**Selected extract**
§ §
What I wanna do this time while following politics though is have 3 sources to check daily: one unbiased, neutral news site, a liberal news site and a conservative news site. I think it'd be interested to see the daily news through three different perspectives, and it would just make the news more interesting for myself as well.
So with that said, if anyone could recommend me any excellent unbiased, liberal or conservative news sites that actually all consist of facts and statistics and aren't just tabloids, it would be very appreciated. Thank you all
Google. Usually biased/racist sources are easy to spot. Wikipedia is also a good source. I tend to not follow news stations, Firefox has this "Latest Headlines" button i use to look at the lesser known stories.
But in terms of trying to understand someone like say Osama Bin Laden, it's best to read their messages directly to get the most unbiased perspective. That's what I did with Karl Marx and OBL and really I've grown to try to understand rather then to immediately hate.
"If you don't mind smelling like peanut butter for two or three days, peanut butter is darn good shaving cream.
" - Barry Goldwater.
Yahoo front page is my main news source. The articles are about as deep as a rainy day puddle, but they tend to be fairly flat when it comes to bias... well, usually.
Other than that I use a strong ability to glean and the occasional google search to find the news. It kind of boggles me to see a couple recent posts asking where to get the news as if it was hard to find. It really is everywhere. I also find that it is easy to throw away any bias if you identify and acknowledge it quickly.
§ §
**Material provided**
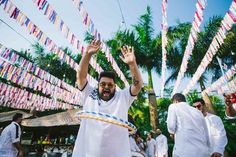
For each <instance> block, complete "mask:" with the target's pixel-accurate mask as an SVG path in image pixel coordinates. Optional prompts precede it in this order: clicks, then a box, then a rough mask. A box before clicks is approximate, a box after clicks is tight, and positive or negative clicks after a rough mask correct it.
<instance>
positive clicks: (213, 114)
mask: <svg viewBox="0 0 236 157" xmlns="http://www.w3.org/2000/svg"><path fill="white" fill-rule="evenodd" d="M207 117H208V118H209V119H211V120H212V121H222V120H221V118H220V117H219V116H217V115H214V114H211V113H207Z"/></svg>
§ §
**Problem to work on**
Pick up the forum discussion on news sources above from where it stops.

**Written response**
not a news site per se, but rather just articles about recent events and so forth: mises.org
its very 'biased', though they're both anti-liberal and anti-conservative on most things, so that can help mix things up a bit for you I guess, give you a broader perspective
For Economics, I read Krugman, Mankiw, Freakonomics, Marginal Revolution , I follow the Economist on twitter, and I read several other blogs in Spanish.
Oddly enough, the Esquire has a nice Politics blog.
The outstanding faults of the economic society in which we live are its failure to provide for full employment and its arbitrary and inequitable distribution of wealth -- JMK
At 5/21/11 12:46 PM, Der-Lowe wrote: For Economics, I read Krugman,
lol he contradicts himself from article to article
"the banks have been too imprudent with their loaning and caused a crisis, we need more regulation!"
"The banks are greedy and too strict with their lending criteria and won't lend to minorites and poor people so that they stay poor!"
Freakonomics
The daytime television of economics
if you're just looking for political news, politico and realclearpolitics are probably all you'll need. RCP is an aggregator, so you'll get pretty much the most diverse selection you can get from the mainstream news. (ignore everything on the Washington Post, NY Times, and WSJ though; they're all idiots, especially WaPo)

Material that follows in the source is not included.